BRIEF: Show every line of the listing below that contains the string "sitting", treating uppercase and lowercase as distinct.

-- START SOURCE RECORDS --

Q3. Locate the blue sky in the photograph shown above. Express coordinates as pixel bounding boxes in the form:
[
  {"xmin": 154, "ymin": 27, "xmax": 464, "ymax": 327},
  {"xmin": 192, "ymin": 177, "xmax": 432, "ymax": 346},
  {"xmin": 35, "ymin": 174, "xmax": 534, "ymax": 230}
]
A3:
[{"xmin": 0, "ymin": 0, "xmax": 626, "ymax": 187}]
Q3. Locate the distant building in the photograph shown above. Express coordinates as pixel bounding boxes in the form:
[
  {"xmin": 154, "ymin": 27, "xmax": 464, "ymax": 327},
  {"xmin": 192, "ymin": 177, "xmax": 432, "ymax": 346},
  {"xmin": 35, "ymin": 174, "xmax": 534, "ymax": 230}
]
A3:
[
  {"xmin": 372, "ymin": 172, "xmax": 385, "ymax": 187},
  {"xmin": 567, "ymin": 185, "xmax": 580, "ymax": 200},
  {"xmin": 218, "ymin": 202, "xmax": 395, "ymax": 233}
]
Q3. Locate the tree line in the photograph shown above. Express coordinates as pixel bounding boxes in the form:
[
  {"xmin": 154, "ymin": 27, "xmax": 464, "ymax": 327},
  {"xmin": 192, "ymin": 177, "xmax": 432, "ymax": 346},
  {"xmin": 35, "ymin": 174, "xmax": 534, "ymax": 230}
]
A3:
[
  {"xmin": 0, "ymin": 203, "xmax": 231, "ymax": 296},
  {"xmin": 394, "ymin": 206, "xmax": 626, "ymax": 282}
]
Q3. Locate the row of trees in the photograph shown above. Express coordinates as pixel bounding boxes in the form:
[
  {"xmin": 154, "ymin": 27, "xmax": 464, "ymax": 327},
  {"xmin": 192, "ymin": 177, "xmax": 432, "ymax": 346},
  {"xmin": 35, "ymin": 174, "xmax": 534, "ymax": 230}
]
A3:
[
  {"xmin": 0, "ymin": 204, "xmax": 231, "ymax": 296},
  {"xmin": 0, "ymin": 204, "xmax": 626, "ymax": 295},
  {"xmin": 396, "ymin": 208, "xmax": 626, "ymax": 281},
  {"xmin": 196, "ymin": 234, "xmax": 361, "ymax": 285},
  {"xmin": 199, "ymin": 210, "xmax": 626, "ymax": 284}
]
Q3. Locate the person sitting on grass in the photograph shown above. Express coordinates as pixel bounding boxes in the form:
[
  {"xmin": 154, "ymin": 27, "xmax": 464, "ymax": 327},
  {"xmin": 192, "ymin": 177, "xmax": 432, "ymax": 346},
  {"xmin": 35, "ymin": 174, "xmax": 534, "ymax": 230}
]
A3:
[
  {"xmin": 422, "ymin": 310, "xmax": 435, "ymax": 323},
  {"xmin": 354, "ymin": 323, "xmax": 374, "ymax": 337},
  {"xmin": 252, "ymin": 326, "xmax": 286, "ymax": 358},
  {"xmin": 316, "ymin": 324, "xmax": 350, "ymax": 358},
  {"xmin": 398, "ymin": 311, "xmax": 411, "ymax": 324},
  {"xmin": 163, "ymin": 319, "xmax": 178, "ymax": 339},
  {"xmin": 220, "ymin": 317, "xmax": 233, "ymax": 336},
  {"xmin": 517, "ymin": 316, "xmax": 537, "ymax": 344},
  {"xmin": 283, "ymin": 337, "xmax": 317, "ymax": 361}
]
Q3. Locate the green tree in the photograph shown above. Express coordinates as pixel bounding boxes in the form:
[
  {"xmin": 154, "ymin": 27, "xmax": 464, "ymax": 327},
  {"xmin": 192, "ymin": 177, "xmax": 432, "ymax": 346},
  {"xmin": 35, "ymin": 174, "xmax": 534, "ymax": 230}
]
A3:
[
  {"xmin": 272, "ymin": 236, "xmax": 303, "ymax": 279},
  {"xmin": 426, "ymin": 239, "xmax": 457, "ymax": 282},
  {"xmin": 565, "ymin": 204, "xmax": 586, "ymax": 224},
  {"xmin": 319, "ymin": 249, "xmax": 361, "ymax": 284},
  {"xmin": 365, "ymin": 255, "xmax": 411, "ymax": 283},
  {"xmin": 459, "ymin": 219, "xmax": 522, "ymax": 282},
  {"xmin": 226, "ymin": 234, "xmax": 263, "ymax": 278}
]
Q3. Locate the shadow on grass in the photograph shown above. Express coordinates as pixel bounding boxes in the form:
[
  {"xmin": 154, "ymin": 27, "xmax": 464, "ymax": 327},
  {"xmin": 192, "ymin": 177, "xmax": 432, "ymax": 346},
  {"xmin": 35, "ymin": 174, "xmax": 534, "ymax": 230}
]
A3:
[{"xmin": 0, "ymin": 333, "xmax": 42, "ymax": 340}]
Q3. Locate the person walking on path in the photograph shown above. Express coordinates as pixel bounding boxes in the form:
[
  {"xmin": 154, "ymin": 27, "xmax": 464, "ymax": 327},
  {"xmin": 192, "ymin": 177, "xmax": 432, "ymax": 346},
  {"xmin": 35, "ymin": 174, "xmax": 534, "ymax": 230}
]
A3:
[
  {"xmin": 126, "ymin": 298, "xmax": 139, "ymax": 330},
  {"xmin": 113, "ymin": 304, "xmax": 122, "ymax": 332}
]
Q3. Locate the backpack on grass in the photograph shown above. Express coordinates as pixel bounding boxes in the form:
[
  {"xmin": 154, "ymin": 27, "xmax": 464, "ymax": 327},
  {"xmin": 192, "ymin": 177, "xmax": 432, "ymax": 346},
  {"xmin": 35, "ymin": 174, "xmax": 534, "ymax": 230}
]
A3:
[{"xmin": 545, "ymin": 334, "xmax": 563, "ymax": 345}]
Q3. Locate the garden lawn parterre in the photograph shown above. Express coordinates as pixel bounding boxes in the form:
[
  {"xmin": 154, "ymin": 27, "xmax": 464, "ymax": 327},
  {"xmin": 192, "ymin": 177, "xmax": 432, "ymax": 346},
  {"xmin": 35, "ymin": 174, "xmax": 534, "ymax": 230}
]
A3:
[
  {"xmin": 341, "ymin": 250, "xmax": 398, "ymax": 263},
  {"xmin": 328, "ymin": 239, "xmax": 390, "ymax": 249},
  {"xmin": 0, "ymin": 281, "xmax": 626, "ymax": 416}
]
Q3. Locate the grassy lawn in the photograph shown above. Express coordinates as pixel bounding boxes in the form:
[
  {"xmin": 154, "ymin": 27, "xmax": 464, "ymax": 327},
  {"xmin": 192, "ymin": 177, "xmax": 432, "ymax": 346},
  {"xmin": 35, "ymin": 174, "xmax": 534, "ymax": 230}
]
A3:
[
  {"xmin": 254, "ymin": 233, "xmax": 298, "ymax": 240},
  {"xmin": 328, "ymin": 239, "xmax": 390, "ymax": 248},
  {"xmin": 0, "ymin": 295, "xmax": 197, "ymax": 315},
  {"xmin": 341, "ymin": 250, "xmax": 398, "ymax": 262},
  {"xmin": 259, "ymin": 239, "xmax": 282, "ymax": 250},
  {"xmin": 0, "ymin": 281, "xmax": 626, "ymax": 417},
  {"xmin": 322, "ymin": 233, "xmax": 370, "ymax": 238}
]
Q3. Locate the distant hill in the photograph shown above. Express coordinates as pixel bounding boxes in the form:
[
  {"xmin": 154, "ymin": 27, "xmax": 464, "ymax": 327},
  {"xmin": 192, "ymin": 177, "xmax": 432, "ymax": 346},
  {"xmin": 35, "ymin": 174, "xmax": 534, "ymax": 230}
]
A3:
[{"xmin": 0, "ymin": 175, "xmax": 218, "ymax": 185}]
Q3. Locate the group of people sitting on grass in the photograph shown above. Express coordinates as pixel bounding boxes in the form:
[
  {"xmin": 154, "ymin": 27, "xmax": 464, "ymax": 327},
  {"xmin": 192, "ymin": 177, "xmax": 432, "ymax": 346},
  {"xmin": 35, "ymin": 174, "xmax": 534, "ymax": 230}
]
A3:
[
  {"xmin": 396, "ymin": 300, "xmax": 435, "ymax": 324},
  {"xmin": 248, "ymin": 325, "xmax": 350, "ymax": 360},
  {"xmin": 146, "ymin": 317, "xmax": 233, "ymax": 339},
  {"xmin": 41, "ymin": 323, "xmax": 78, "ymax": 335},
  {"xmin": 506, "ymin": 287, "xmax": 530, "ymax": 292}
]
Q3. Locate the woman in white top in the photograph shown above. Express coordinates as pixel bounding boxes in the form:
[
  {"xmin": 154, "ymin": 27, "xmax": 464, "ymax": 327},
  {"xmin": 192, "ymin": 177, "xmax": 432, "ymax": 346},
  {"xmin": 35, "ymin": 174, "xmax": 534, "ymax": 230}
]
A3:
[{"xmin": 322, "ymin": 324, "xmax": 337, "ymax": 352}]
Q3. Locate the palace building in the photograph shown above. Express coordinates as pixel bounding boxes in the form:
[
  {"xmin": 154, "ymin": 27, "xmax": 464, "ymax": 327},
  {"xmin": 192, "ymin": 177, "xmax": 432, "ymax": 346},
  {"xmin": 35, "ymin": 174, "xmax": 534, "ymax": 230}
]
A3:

-- END SOURCE RECORDS --

SOLUTION TO THIS TASK:
Q3. Locate the person sitting on grass in the photograph shown above. Express coordinates as pixel bounding boxes in the form:
Q3. Locate the group of people sitting on grass in the photograph shown above. Express coordinates as pixel bounding boxes in the form:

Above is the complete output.